## Work required
Format the records below as a Markdown table with the columns Row and Line: number each line of the records in order, and leave out any blank lines.
[BEGIN Exercise input]
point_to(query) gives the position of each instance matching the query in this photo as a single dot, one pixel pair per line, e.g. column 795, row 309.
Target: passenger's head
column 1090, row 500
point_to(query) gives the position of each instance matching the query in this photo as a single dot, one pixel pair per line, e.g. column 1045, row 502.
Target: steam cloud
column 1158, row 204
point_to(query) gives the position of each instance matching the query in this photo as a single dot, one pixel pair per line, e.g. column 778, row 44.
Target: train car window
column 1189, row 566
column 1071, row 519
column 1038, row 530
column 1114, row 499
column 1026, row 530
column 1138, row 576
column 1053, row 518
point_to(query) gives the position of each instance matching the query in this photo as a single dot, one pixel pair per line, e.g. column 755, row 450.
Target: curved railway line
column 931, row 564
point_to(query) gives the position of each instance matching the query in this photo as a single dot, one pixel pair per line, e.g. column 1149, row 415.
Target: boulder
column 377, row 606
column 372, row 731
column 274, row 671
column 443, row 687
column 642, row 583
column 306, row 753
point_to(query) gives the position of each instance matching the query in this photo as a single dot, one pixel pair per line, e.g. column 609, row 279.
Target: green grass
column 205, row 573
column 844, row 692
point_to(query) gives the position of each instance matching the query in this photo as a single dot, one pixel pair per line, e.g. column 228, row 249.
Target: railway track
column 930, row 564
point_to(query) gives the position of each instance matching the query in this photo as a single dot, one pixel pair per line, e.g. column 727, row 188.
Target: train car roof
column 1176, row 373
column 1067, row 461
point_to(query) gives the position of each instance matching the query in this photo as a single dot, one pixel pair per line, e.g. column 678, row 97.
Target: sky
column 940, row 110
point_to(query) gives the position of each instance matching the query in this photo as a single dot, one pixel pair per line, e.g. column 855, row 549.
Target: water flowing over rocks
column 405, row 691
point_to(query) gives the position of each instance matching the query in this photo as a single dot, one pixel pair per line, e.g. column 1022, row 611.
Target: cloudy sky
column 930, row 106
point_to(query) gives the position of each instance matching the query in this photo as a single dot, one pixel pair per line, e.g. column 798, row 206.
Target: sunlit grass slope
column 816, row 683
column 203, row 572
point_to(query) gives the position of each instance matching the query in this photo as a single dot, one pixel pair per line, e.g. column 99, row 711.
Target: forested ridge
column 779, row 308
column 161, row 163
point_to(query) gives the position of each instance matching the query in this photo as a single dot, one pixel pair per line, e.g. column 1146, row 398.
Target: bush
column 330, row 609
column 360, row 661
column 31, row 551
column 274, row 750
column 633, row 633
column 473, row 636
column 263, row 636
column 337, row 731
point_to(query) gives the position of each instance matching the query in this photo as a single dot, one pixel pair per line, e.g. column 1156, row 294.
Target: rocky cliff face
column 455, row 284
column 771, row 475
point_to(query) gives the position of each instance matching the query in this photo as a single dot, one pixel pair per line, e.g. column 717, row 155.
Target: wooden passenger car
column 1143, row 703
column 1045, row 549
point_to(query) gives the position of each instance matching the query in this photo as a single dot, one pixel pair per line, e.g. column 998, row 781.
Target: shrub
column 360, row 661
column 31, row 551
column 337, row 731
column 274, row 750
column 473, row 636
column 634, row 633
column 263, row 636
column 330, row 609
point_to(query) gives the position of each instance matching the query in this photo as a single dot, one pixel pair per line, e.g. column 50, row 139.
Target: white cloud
[END Exercise input]
## Finished task
| Row | Line |
|---|---|
| 1 | point_to(query) gives the position of each instance matching the query in this photo as a single dot, one pixel pair per line, e.g. column 795, row 309. |
| 2 | Target: passenger's head |
| 3 | column 1090, row 500 |
| 4 | point_to(query) gives the position of each instance matching the query in this photo as a single dot, one pixel pair per line, e.g. column 1045, row 502. |
| 5 | Target: steam cloud |
| 6 | column 1158, row 204 |
| 7 | point_to(query) gives the position of each instance matching the query in this photo as a single dot, one pixel pair per line, e.g. column 778, row 44. |
| 8 | Target: train car window |
| 9 | column 1189, row 566 |
| 10 | column 1071, row 519 |
| 11 | column 1038, row 530 |
| 12 | column 1114, row 499 |
| 13 | column 1026, row 530 |
| 14 | column 1138, row 576 |
| 15 | column 1053, row 518 |
| 16 | point_to(query) gives the position of each instance matching the query in this photo as a single dot, one pixel pair per line, e.g. column 755, row 450. |
| 17 | Target: curved railway line |
| 18 | column 931, row 564 |
| 19 | point_to(query) gives the position of each instance matching the query in this photo as a single dot, one pixel pair per line, e.g. column 1149, row 415. |
| 20 | Target: boulder |
| 21 | column 377, row 606 |
| 22 | column 372, row 731 |
| 23 | column 274, row 671 |
| 24 | column 443, row 687 |
| 25 | column 642, row 583 |
| 26 | column 306, row 753 |
| 27 | point_to(query) gives the position of each instance matching the query in this photo as a single dot, one pixel pair per line, e.g. column 609, row 279. |
| 28 | Target: green grass |
| 29 | column 205, row 573 |
| 30 | column 844, row 692 |
| 31 | point_to(query) gives the position of each instance matching the query in this photo as a single dot, one pixel pair per line, e.g. column 228, row 249. |
| 32 | Target: railway track |
| 33 | column 930, row 564 |
| 34 | point_to(query) gives the position of each instance matching the query in this photo as a single dot, one pixel pair per line, e.g. column 727, row 188. |
| 35 | Target: train car roof |
| 36 | column 1176, row 373 |
| 37 | column 1067, row 461 |
| 38 | point_to(query) gives the position of each instance matching the query in this photo as a single dot, one pixel pair per line, e.g. column 678, row 97. |
| 39 | Target: sky |
| 40 | column 940, row 110 |
| 41 | point_to(query) gives the position of each instance matching the query in this photo as a single dot, one pixel pair per line, e.g. column 855, row 549. |
| 42 | Target: water flowing over rocks |
| 43 | column 405, row 691 |
| 44 | point_to(query) gives the position of each instance matching the query in this photo as a single dot, one pixel pair per line, e.g. column 1022, row 611. |
| 45 | Target: cloudy sky |
| 46 | column 930, row 106 |
| 47 | point_to(query) gives the position of each instance matching the query in this photo as a single dot, one pixel pair per line, e.g. column 798, row 206. |
| 48 | Target: sunlit grass slope |
| 49 | column 816, row 683 |
| 50 | column 203, row 572 |
| 51 | point_to(query) gives the position of each instance matching the query in this photo as a single dot, one pixel pair per line, e.g. column 99, row 711. |
| 52 | Target: forested ridge |
| 53 | column 779, row 308 |
| 54 | column 161, row 163 |
| 55 | point_to(query) gives the position of each instance matching the query in this photo as a single dot, one pixel pair per line, e.g. column 1146, row 398. |
| 56 | Target: bush |
| 57 | column 330, row 609 |
| 58 | column 360, row 661 |
| 59 | column 31, row 551 |
| 60 | column 274, row 750 |
| 61 | column 633, row 633 |
| 62 | column 473, row 636 |
| 63 | column 263, row 636 |
| 64 | column 337, row 731 |
| 65 | point_to(query) gives the position of each instance matching the query in this photo as a single dot, one pixel pair per line, e.g. column 1156, row 294. |
| 66 | Target: rocky cliff face |
| 67 | column 455, row 284 |
| 68 | column 771, row 475 |
| 69 | point_to(query) gives the position of each instance matching the query in this photo as a single dot, one pixel pair per line, e.g. column 717, row 155. |
| 70 | Target: wooden passenger car |
| 71 | column 1143, row 703 |
| 72 | column 1045, row 549 |
| 73 | point_to(query) gives the position of each instance matching the query in this photo as a single dot, one pixel pair per line, e.g. column 998, row 781. |
| 74 | Target: shrub |
| 75 | column 360, row 661 |
| 76 | column 31, row 551 |
| 77 | column 337, row 731 |
| 78 | column 274, row 750 |
| 79 | column 473, row 636 |
| 80 | column 634, row 633 |
| 81 | column 263, row 636 |
| 82 | column 330, row 609 |
| 83 | point_to(query) gives the position of each instance matching the query in this photo as a single dot, one pixel pair per line, e.g. column 50, row 139. |
| 84 | Target: white cloud |